### Work request
Reproduce the material below with "coarse mask" substituted for every occurrence of "rough mask" and all else left unchanged. Omit the picture from your reply.

Task material below:

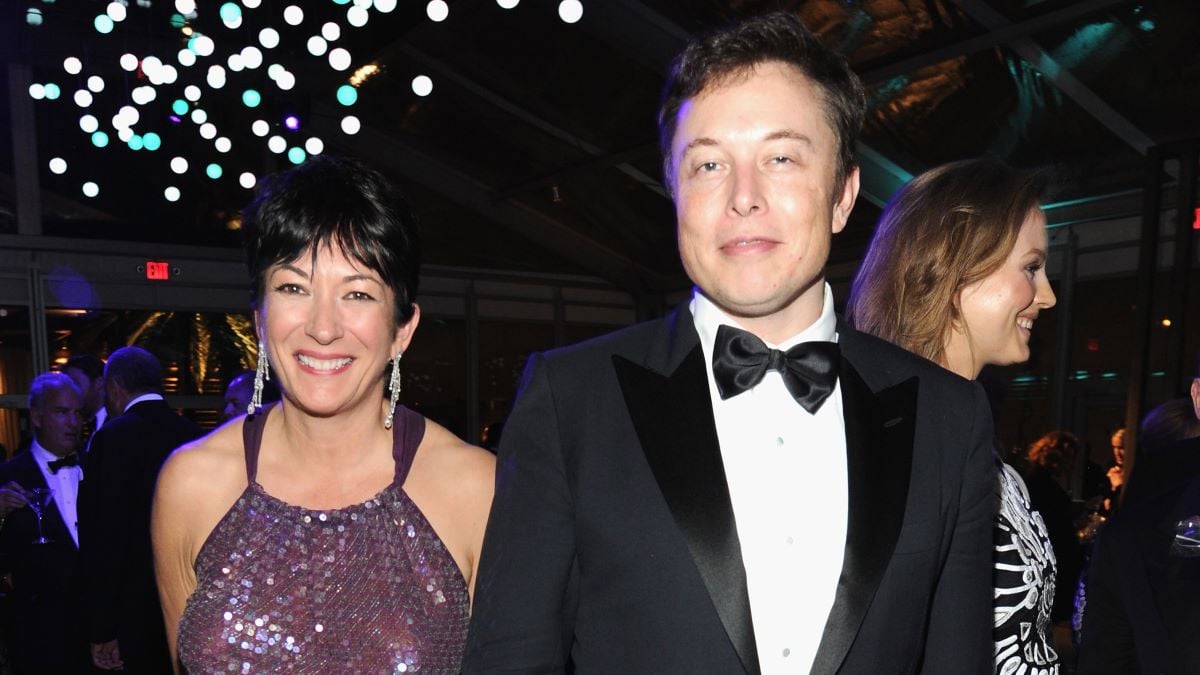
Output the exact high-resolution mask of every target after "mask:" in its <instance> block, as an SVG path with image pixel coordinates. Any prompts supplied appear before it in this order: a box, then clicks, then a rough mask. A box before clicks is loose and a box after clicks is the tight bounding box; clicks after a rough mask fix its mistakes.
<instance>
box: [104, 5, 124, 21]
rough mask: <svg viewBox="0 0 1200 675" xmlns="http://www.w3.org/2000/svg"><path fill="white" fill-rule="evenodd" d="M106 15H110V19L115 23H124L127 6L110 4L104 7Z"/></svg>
mask: <svg viewBox="0 0 1200 675" xmlns="http://www.w3.org/2000/svg"><path fill="white" fill-rule="evenodd" d="M104 13H106V14H108V18H110V19H113V20H114V22H118V23H119V22H124V20H125V5H121V4H120V2H109V4H108V6H107V7H104Z"/></svg>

End of Task material.

### Exercise output
Output the exact high-resolution mask of every target after "mask:" in its <instance> block, as an SVG path with image pixel coordinates. Any prompts supplied appear before it in this order: a box, then clicks, then a coarse mask. A box before clicks is loose and a box after clicks is the tight bounding box; clicks after a coarse mask fix its mistakes.
<instance>
box: [104, 5, 124, 21]
coarse mask: <svg viewBox="0 0 1200 675" xmlns="http://www.w3.org/2000/svg"><path fill="white" fill-rule="evenodd" d="M106 15H110V19L115 23H124L127 6L110 4L104 7Z"/></svg>
mask: <svg viewBox="0 0 1200 675" xmlns="http://www.w3.org/2000/svg"><path fill="white" fill-rule="evenodd" d="M104 13H106V14H108V18H110V19H113V20H114V22H118V23H119V22H124V20H125V5H121V4H120V2H109V4H108V6H107V7H104Z"/></svg>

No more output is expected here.